▶ _GIVEN INSTRUCTION_: Reproduce every line of the data below word for word, omitting the pictures.

[Image boundary labeling data]
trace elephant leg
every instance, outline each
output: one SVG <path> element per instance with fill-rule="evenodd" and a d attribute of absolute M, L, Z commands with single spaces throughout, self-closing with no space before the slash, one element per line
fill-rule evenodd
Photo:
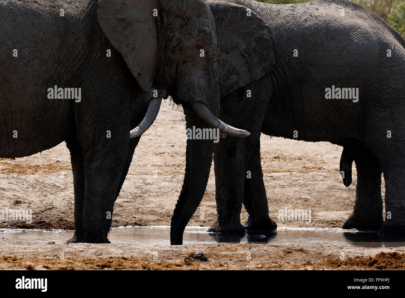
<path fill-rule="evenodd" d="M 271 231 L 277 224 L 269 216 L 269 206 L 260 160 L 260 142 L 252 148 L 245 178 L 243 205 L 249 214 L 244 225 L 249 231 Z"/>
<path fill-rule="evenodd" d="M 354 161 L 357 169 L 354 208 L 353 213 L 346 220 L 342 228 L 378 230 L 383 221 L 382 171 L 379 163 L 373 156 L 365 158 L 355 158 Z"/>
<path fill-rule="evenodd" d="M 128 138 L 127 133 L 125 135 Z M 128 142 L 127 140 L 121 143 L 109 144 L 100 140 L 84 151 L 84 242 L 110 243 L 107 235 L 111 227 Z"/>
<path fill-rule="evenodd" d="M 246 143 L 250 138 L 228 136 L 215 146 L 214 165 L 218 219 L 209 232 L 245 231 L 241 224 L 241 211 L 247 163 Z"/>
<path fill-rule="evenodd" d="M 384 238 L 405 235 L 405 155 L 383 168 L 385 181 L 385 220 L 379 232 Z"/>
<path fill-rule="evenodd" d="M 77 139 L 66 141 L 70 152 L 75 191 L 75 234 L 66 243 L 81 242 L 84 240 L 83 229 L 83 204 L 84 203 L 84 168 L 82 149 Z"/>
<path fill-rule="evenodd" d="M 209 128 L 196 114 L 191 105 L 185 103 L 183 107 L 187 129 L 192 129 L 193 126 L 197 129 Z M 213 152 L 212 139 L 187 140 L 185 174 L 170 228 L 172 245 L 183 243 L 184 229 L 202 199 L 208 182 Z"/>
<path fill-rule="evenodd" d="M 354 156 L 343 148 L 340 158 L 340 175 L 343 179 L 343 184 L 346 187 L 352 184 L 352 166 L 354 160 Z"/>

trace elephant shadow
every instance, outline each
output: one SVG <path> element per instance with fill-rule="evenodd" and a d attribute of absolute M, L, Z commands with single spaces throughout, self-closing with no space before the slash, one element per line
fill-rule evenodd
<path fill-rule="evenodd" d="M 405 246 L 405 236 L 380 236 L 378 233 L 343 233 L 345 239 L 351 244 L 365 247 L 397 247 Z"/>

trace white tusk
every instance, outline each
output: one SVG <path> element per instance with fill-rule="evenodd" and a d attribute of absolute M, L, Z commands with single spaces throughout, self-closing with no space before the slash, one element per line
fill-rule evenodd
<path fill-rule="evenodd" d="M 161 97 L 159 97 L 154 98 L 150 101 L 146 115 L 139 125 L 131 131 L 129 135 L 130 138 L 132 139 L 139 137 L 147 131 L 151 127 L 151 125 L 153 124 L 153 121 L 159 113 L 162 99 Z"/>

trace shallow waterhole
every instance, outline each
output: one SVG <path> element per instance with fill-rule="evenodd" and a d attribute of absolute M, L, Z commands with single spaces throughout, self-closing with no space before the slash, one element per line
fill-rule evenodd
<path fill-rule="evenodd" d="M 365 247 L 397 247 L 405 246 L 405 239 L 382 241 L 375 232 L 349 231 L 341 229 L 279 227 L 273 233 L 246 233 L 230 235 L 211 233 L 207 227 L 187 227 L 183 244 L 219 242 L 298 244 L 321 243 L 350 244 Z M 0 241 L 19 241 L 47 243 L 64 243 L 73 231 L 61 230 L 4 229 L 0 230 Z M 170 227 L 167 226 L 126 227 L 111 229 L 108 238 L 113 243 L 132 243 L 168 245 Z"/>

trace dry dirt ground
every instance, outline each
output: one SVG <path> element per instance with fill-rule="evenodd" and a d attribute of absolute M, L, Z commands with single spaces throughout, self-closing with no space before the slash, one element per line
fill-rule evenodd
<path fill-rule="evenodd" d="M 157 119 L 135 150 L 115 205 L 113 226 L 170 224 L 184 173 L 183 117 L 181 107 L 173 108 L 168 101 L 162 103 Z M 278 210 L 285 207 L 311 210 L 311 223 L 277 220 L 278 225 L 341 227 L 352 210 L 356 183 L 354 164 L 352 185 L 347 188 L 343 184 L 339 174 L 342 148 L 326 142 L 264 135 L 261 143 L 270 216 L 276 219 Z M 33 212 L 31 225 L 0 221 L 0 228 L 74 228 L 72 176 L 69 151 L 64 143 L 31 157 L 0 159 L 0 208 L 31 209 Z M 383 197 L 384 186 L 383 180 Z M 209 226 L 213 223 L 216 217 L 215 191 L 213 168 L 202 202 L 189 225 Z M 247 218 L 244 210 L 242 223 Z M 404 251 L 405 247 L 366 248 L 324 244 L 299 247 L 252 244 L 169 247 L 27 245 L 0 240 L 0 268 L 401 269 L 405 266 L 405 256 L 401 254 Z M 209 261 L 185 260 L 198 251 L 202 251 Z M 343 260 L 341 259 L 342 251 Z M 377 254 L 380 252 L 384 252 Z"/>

▶ _THE COMPLETED TASK_:
trace elephant leg
every instance, outline each
output: one SVG <path> element per instance with fill-rule="evenodd" and a d attribute of absolute M, L, Z commands with single spaces throughout, self-closing with no space before the slash, one element per line
fill-rule evenodd
Photo:
<path fill-rule="evenodd" d="M 271 231 L 277 224 L 269 216 L 269 206 L 260 160 L 260 142 L 252 148 L 245 178 L 243 205 L 249 214 L 244 225 L 249 231 Z"/>
<path fill-rule="evenodd" d="M 354 161 L 357 169 L 354 208 L 353 213 L 346 220 L 342 228 L 378 230 L 383 221 L 382 171 L 379 163 L 373 156 L 365 158 L 355 158 Z"/>
<path fill-rule="evenodd" d="M 128 138 L 127 133 L 125 135 Z M 128 142 L 127 140 L 121 143 L 109 144 L 100 140 L 84 151 L 84 242 L 110 243 L 107 235 L 111 227 Z"/>
<path fill-rule="evenodd" d="M 246 143 L 250 138 L 228 136 L 215 146 L 214 165 L 218 219 L 209 232 L 245 231 L 241 224 L 241 211 L 247 163 Z"/>
<path fill-rule="evenodd" d="M 384 238 L 405 235 L 405 155 L 383 168 L 385 181 L 385 220 L 379 232 Z"/>
<path fill-rule="evenodd" d="M 77 139 L 66 141 L 70 152 L 75 191 L 75 234 L 66 243 L 81 242 L 84 240 L 83 229 L 83 204 L 84 203 L 84 168 L 82 149 Z"/>
<path fill-rule="evenodd" d="M 209 128 L 196 114 L 191 105 L 185 103 L 183 107 L 187 129 L 192 129 L 193 126 L 197 129 Z M 213 152 L 212 139 L 187 140 L 185 174 L 170 228 L 172 245 L 183 243 L 184 229 L 202 199 L 208 182 Z"/>
<path fill-rule="evenodd" d="M 354 156 L 343 148 L 340 158 L 340 175 L 343 179 L 343 184 L 346 187 L 352 184 L 352 166 L 354 160 Z"/>

trace elephant shadow
every instance, outline each
output: one SVG <path> element per instance with fill-rule="evenodd" and a d attribute of absolute M, L, Z commands with single spaces throughout, self-closing with no space before the slash, one element per line
fill-rule evenodd
<path fill-rule="evenodd" d="M 405 246 L 405 236 L 380 236 L 378 233 L 343 233 L 345 239 L 351 244 L 365 247 L 397 247 Z"/>

trace white tusk
every instance, outline each
output: one SVG <path> element per instance with fill-rule="evenodd" and a d attribute of absolute M, L, Z commands with single spaces throughout, self-closing with no space before the slash, one element per line
fill-rule evenodd
<path fill-rule="evenodd" d="M 161 97 L 159 97 L 154 98 L 150 101 L 146 115 L 139 125 L 131 131 L 129 135 L 130 138 L 132 139 L 139 137 L 147 131 L 151 127 L 151 125 L 153 124 L 153 121 L 159 113 L 162 99 Z"/>

trace shallow waterhole
every instance, outline each
output: one SVG <path> element per instance with fill-rule="evenodd" and a d attribute of absolute M, L, Z commands with single spaces throughout, self-closing with no space before the slash, one element per line
fill-rule evenodd
<path fill-rule="evenodd" d="M 365 247 L 397 247 L 405 246 L 405 239 L 382 241 L 375 232 L 349 231 L 341 229 L 279 227 L 273 233 L 246 233 L 230 235 L 211 233 L 207 227 L 187 227 L 183 244 L 219 242 L 298 244 L 321 243 L 350 244 Z M 0 241 L 19 241 L 47 243 L 64 243 L 73 231 L 61 230 L 4 229 L 0 230 Z M 170 227 L 167 226 L 126 227 L 111 229 L 108 238 L 113 243 L 132 243 L 168 245 Z"/>

trace dry dirt ground
every instance, outline each
output: one SVG <path> element per instance with fill-rule="evenodd" and a d attribute of absolute M, L, Z commands with single spaces throughout, self-closing with no space before the slash, one element per line
fill-rule evenodd
<path fill-rule="evenodd" d="M 157 119 L 135 150 L 115 205 L 113 226 L 170 224 L 184 173 L 183 117 L 181 107 L 173 108 L 168 101 L 162 103 Z M 278 210 L 285 207 L 311 210 L 311 223 L 277 220 L 278 225 L 341 227 L 352 210 L 356 183 L 354 164 L 352 185 L 347 188 L 343 184 L 339 174 L 342 148 L 326 142 L 264 135 L 261 143 L 270 216 L 276 219 Z M 33 212 L 31 225 L 0 221 L 0 228 L 74 228 L 72 176 L 69 151 L 64 143 L 31 157 L 0 159 L 0 208 L 31 209 Z M 383 197 L 384 186 L 383 180 Z M 209 226 L 213 223 L 216 217 L 215 191 L 213 168 L 202 202 L 189 225 Z M 247 218 L 244 210 L 242 223 Z M 404 251 L 405 247 L 366 248 L 324 244 L 299 247 L 252 244 L 169 247 L 27 245 L 0 240 L 0 268 L 401 269 L 405 266 L 405 256 L 401 254 Z M 209 261 L 185 260 L 198 251 L 202 251 Z M 343 260 L 341 259 L 342 251 Z M 377 254 L 380 252 L 384 252 Z"/>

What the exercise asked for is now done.